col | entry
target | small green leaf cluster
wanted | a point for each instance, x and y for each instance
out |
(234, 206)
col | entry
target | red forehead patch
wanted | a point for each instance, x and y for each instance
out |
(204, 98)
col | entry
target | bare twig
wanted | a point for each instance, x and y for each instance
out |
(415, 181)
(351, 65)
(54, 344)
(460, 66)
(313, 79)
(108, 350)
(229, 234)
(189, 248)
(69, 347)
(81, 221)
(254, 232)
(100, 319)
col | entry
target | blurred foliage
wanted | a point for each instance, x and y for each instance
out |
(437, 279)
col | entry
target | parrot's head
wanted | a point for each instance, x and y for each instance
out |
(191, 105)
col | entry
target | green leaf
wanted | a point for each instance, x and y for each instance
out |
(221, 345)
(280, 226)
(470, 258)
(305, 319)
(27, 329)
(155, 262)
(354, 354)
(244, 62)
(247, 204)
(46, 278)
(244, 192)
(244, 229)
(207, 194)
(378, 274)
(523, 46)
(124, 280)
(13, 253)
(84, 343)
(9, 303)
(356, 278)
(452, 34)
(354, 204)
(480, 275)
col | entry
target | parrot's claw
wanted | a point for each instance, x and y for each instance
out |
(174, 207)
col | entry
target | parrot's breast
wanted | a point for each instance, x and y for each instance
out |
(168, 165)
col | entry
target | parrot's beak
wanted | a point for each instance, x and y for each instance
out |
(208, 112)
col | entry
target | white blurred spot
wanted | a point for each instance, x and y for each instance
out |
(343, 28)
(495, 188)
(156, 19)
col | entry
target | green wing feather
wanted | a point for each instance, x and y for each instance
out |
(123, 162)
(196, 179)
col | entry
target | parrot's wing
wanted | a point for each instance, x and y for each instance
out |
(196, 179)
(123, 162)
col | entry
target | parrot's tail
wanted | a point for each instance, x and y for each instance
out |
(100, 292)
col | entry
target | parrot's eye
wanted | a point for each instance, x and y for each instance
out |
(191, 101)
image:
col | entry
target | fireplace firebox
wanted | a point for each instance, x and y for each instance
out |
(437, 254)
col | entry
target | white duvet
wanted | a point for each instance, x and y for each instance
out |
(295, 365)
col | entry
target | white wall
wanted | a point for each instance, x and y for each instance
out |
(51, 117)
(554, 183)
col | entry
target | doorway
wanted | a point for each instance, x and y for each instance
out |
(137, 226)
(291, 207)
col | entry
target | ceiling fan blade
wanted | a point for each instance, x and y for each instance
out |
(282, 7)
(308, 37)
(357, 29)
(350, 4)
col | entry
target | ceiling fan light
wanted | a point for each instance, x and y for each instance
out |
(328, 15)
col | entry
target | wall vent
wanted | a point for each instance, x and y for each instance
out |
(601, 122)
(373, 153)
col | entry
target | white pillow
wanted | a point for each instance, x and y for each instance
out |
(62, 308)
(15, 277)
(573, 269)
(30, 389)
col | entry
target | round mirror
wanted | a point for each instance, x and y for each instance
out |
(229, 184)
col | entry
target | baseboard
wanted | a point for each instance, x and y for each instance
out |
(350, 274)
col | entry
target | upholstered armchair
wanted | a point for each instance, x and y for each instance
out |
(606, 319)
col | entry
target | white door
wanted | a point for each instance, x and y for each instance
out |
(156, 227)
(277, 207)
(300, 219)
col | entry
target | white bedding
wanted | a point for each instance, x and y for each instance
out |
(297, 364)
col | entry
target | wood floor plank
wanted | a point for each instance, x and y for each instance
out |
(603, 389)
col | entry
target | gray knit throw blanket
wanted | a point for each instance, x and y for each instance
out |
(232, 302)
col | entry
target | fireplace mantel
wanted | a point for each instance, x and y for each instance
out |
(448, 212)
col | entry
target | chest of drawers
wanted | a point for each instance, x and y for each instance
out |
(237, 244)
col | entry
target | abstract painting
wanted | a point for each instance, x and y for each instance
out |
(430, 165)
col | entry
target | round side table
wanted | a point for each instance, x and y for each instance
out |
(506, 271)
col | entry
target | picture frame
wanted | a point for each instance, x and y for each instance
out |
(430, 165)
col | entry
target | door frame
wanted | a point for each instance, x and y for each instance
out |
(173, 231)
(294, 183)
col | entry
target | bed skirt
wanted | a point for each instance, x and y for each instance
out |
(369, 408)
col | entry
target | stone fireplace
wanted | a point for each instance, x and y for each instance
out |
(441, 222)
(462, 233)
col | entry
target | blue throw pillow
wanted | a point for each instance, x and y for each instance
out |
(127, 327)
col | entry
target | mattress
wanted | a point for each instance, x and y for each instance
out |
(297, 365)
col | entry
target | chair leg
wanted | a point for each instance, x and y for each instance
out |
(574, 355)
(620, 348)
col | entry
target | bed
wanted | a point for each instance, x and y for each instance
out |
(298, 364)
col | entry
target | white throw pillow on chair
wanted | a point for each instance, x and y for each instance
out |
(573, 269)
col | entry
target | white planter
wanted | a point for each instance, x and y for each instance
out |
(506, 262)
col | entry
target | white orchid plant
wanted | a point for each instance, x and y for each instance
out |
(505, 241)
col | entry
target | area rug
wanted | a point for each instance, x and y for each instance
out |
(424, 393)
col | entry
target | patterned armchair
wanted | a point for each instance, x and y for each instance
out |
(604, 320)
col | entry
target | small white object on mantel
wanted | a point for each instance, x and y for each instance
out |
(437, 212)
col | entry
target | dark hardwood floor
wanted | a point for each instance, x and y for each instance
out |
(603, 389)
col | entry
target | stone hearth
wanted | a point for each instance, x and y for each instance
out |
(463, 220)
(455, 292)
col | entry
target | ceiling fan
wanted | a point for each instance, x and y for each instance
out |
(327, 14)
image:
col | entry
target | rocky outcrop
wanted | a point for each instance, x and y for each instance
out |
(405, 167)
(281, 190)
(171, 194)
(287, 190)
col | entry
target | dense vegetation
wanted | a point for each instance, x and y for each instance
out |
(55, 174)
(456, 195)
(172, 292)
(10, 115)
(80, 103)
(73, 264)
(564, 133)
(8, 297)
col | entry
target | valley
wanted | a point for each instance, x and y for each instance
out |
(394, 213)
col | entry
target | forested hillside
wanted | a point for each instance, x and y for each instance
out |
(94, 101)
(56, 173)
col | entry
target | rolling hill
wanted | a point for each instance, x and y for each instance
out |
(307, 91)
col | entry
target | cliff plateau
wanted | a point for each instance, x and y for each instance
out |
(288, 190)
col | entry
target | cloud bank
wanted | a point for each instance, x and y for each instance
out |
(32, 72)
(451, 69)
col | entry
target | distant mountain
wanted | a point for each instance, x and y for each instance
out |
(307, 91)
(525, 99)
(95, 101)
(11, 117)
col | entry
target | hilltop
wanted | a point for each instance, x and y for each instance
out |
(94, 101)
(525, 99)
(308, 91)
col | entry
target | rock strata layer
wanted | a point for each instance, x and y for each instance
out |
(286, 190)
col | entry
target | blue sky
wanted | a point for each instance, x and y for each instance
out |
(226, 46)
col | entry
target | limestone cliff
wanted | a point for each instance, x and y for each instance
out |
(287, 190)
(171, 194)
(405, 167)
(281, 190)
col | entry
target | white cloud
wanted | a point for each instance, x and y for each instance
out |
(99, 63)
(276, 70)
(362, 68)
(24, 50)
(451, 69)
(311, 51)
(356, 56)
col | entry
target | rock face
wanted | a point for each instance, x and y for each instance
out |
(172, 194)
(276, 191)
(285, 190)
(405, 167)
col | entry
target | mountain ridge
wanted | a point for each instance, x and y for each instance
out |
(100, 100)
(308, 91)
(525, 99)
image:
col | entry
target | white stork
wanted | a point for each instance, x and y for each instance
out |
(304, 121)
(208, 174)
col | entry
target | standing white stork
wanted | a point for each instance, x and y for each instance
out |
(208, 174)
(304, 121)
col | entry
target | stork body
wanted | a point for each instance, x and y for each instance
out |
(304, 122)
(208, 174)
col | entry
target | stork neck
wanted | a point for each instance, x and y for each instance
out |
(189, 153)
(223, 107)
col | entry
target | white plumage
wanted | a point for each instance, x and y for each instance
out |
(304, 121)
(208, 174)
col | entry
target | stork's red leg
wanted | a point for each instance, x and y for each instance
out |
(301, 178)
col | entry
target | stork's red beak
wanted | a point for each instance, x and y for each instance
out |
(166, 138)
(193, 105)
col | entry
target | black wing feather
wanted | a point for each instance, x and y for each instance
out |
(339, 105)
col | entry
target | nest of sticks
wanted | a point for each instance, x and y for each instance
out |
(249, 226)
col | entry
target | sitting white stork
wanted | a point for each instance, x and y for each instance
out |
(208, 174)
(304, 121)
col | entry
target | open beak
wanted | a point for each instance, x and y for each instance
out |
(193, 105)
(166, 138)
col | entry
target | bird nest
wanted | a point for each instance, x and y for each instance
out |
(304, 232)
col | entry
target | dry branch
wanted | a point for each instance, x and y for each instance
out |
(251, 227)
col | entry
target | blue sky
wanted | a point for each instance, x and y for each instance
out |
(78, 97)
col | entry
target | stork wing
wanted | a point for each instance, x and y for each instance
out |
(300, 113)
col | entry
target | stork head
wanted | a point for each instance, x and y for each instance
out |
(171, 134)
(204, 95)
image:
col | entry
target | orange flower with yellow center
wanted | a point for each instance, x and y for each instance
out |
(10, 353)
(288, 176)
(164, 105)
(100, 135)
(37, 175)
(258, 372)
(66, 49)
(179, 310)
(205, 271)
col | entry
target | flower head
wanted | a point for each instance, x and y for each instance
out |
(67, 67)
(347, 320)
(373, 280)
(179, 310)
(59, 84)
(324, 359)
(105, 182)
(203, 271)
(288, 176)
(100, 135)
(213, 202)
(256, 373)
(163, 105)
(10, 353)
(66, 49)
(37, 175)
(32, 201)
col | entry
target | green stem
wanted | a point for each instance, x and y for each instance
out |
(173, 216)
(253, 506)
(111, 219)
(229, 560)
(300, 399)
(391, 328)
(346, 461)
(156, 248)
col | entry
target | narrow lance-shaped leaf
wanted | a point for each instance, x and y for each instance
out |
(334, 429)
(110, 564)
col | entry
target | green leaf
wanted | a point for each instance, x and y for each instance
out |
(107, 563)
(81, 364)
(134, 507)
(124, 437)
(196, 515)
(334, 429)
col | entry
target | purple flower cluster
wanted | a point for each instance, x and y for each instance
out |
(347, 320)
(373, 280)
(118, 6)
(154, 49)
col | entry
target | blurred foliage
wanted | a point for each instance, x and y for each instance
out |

■ ■ ■ ■ ■ ■ ■

Search the records above for the word "nest" and give the number of lines where it occurs, nothing else.

PROBLEM SOLUTION:
2